**EXERCISE PROMPT**
This task calls for the lines below starting at the one containing "TARGET: man's knee" and ending at the one containing "TARGET: clear blue sky", repeated exactly with both ends kept and pictures left out.

**RECORDS TO USE**
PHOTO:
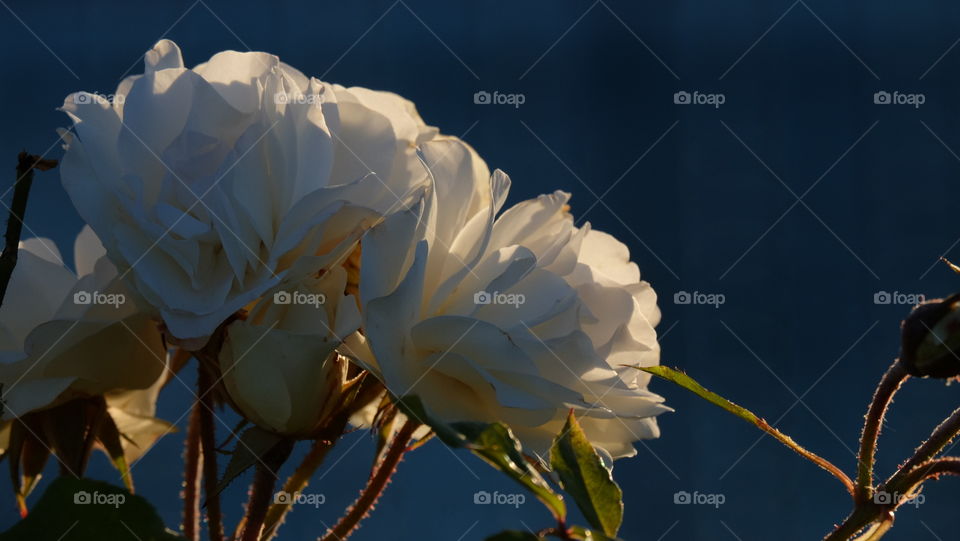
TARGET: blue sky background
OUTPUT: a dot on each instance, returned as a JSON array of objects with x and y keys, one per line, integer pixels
[{"x": 798, "y": 200}]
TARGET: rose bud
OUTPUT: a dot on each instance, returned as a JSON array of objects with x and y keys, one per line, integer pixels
[{"x": 930, "y": 339}]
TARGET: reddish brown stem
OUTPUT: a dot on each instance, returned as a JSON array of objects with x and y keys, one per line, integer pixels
[
  {"x": 375, "y": 485},
  {"x": 928, "y": 470},
  {"x": 209, "y": 452},
  {"x": 941, "y": 436},
  {"x": 889, "y": 384},
  {"x": 261, "y": 494},
  {"x": 191, "y": 478}
]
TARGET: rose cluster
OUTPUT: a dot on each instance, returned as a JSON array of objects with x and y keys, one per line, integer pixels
[{"x": 313, "y": 246}]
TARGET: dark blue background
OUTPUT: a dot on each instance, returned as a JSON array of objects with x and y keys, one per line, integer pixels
[{"x": 799, "y": 339}]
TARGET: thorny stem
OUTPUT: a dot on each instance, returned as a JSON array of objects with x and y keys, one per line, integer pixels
[
  {"x": 941, "y": 436},
  {"x": 209, "y": 452},
  {"x": 889, "y": 384},
  {"x": 375, "y": 485},
  {"x": 26, "y": 163},
  {"x": 191, "y": 478},
  {"x": 299, "y": 479},
  {"x": 861, "y": 517},
  {"x": 932, "y": 469},
  {"x": 261, "y": 490}
]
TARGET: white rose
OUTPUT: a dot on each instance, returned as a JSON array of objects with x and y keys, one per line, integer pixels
[
  {"x": 279, "y": 365},
  {"x": 516, "y": 318},
  {"x": 210, "y": 185},
  {"x": 66, "y": 336}
]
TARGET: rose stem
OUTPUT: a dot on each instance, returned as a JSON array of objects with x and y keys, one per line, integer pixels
[
  {"x": 261, "y": 490},
  {"x": 209, "y": 453},
  {"x": 941, "y": 436},
  {"x": 928, "y": 470},
  {"x": 888, "y": 386},
  {"x": 299, "y": 479},
  {"x": 191, "y": 478},
  {"x": 375, "y": 485},
  {"x": 26, "y": 163}
]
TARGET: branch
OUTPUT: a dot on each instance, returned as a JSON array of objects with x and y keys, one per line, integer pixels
[
  {"x": 26, "y": 163},
  {"x": 889, "y": 384},
  {"x": 691, "y": 385},
  {"x": 191, "y": 478},
  {"x": 209, "y": 452},
  {"x": 941, "y": 436},
  {"x": 378, "y": 481}
]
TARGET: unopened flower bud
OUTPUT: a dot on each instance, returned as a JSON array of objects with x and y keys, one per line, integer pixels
[{"x": 930, "y": 339}]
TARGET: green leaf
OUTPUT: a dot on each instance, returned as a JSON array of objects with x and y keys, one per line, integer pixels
[
  {"x": 496, "y": 445},
  {"x": 583, "y": 476},
  {"x": 514, "y": 535},
  {"x": 583, "y": 534},
  {"x": 252, "y": 445},
  {"x": 109, "y": 437},
  {"x": 87, "y": 510}
]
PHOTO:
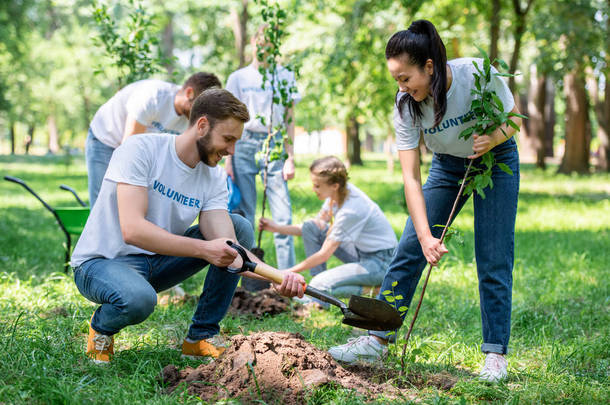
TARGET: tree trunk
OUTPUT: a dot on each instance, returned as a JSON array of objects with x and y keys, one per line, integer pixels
[
  {"x": 535, "y": 109},
  {"x": 520, "y": 25},
  {"x": 577, "y": 138},
  {"x": 496, "y": 6},
  {"x": 549, "y": 119},
  {"x": 53, "y": 135},
  {"x": 240, "y": 22},
  {"x": 353, "y": 141},
  {"x": 602, "y": 113},
  {"x": 12, "y": 132},
  {"x": 30, "y": 139},
  {"x": 168, "y": 44}
]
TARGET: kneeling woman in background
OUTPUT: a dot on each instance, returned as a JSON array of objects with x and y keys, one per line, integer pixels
[{"x": 350, "y": 225}]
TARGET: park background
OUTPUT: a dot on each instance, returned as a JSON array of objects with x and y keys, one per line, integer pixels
[{"x": 54, "y": 74}]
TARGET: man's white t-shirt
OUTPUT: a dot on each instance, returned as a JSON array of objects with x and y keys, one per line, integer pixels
[
  {"x": 150, "y": 102},
  {"x": 177, "y": 194},
  {"x": 444, "y": 138},
  {"x": 245, "y": 84},
  {"x": 360, "y": 221}
]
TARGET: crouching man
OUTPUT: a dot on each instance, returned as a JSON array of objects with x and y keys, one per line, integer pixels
[{"x": 138, "y": 239}]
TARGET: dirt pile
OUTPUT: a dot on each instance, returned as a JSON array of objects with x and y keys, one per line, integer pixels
[
  {"x": 268, "y": 366},
  {"x": 262, "y": 302}
]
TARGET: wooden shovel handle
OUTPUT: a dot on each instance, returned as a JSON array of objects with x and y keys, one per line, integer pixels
[{"x": 270, "y": 273}]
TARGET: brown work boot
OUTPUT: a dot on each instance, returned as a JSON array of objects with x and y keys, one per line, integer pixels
[
  {"x": 99, "y": 347},
  {"x": 212, "y": 347}
]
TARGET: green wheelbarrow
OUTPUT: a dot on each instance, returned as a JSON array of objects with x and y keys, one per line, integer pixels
[{"x": 71, "y": 220}]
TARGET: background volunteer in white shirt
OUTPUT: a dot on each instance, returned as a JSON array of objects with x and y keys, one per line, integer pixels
[
  {"x": 243, "y": 167},
  {"x": 434, "y": 98},
  {"x": 350, "y": 225},
  {"x": 139, "y": 240},
  {"x": 142, "y": 106}
]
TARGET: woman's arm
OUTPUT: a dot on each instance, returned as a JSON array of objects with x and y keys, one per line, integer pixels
[
  {"x": 432, "y": 247},
  {"x": 268, "y": 225},
  {"x": 485, "y": 143},
  {"x": 321, "y": 256}
]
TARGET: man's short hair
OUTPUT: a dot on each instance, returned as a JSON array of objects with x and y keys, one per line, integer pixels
[
  {"x": 202, "y": 81},
  {"x": 218, "y": 105}
]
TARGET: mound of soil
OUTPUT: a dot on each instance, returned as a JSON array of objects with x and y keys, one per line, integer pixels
[
  {"x": 268, "y": 366},
  {"x": 266, "y": 301}
]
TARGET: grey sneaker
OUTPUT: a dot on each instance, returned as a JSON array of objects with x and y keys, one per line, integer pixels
[
  {"x": 494, "y": 369},
  {"x": 364, "y": 348}
]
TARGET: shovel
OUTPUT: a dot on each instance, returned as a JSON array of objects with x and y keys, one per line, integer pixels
[{"x": 361, "y": 312}]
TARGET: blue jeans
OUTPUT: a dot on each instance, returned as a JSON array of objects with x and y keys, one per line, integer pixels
[
  {"x": 97, "y": 155},
  {"x": 360, "y": 268},
  {"x": 127, "y": 286},
  {"x": 246, "y": 168},
  {"x": 494, "y": 229}
]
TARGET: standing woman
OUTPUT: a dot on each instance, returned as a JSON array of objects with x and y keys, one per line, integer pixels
[
  {"x": 434, "y": 98},
  {"x": 350, "y": 226}
]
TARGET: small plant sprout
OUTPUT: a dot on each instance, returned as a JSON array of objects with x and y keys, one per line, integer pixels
[{"x": 269, "y": 54}]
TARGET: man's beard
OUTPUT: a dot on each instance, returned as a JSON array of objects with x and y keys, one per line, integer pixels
[{"x": 204, "y": 148}]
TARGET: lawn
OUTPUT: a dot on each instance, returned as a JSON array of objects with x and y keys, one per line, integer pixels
[{"x": 560, "y": 342}]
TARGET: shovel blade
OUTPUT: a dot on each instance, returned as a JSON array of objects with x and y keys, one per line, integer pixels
[{"x": 378, "y": 315}]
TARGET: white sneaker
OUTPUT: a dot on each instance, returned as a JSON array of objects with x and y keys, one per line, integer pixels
[
  {"x": 494, "y": 369},
  {"x": 365, "y": 348}
]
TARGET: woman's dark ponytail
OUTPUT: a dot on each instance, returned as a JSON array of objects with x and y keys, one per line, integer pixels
[{"x": 421, "y": 42}]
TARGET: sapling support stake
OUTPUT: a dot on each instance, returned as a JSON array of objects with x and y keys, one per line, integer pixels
[{"x": 421, "y": 298}]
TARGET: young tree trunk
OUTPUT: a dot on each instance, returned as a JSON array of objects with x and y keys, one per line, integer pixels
[
  {"x": 602, "y": 114},
  {"x": 53, "y": 135},
  {"x": 494, "y": 28},
  {"x": 536, "y": 104},
  {"x": 239, "y": 22},
  {"x": 12, "y": 132},
  {"x": 30, "y": 139},
  {"x": 520, "y": 25},
  {"x": 353, "y": 141},
  {"x": 576, "y": 154},
  {"x": 168, "y": 44},
  {"x": 549, "y": 119}
]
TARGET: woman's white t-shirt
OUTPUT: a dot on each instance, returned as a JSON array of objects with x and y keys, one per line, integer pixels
[
  {"x": 444, "y": 138},
  {"x": 360, "y": 221}
]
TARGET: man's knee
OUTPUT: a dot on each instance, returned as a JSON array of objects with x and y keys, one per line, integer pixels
[
  {"x": 139, "y": 305},
  {"x": 243, "y": 231}
]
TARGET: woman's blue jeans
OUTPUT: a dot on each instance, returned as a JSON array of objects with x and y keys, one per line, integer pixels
[
  {"x": 246, "y": 167},
  {"x": 97, "y": 156},
  {"x": 494, "y": 229},
  {"x": 127, "y": 286}
]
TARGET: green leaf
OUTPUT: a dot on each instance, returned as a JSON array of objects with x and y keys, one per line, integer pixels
[{"x": 502, "y": 64}]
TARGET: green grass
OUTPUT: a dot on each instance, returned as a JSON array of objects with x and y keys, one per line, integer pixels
[{"x": 560, "y": 338}]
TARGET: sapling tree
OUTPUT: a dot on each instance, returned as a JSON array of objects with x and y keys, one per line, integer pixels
[
  {"x": 489, "y": 115},
  {"x": 269, "y": 54},
  {"x": 132, "y": 47}
]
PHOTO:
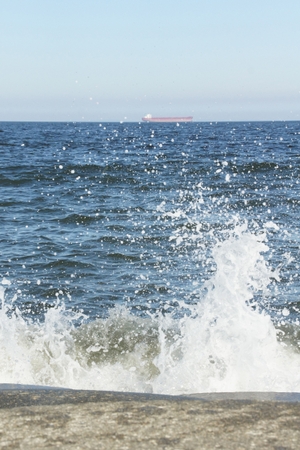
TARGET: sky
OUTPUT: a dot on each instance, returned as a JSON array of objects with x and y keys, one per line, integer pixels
[{"x": 118, "y": 60}]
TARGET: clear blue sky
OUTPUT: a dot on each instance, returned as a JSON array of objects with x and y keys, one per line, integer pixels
[{"x": 103, "y": 60}]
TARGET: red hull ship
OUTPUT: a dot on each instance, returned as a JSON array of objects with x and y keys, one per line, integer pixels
[{"x": 149, "y": 118}]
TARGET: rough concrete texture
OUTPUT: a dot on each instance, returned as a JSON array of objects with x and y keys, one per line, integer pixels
[{"x": 65, "y": 419}]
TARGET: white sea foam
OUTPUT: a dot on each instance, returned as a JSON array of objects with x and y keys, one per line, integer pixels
[{"x": 221, "y": 343}]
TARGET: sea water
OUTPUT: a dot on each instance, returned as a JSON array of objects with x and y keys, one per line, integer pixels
[{"x": 150, "y": 257}]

**RESULT**
TARGET: man's knee
OUTPUT: a dot on each instance, returned as a JSON array of objects with x and y keys, one per line, integer pixels
[
  {"x": 139, "y": 305},
  {"x": 243, "y": 231}
]
TARGET: woman's blue jeans
OUTPUT: a dot on each instance, returned as a JSON array of objects with x and y keys, one per line, integer pixels
[
  {"x": 246, "y": 167},
  {"x": 97, "y": 156},
  {"x": 494, "y": 229},
  {"x": 127, "y": 286}
]
TARGET: green leaf
OUTPUT: a dot on each instance, returned as a JSON array of objects with x and y keys, one per line, integer pixels
[{"x": 502, "y": 64}]
TARGET: green grass
OUTPUT: a dot on each instance, returned as a JSON array of objects with x and y keys, one per line, integer pixels
[{"x": 560, "y": 338}]
TARGET: sapling tree
OUTPUT: a dot on each instance, returned as a JSON array of objects with x and y keys, one per line, integer pixels
[
  {"x": 489, "y": 115},
  {"x": 269, "y": 54},
  {"x": 132, "y": 47}
]
PHOTO:
TARGET: sky
OUTPUT: a dot on each instance, returned as a JSON array of objects with x and y keys, one per line, integer pixels
[{"x": 118, "y": 60}]
TARGET: clear blue sky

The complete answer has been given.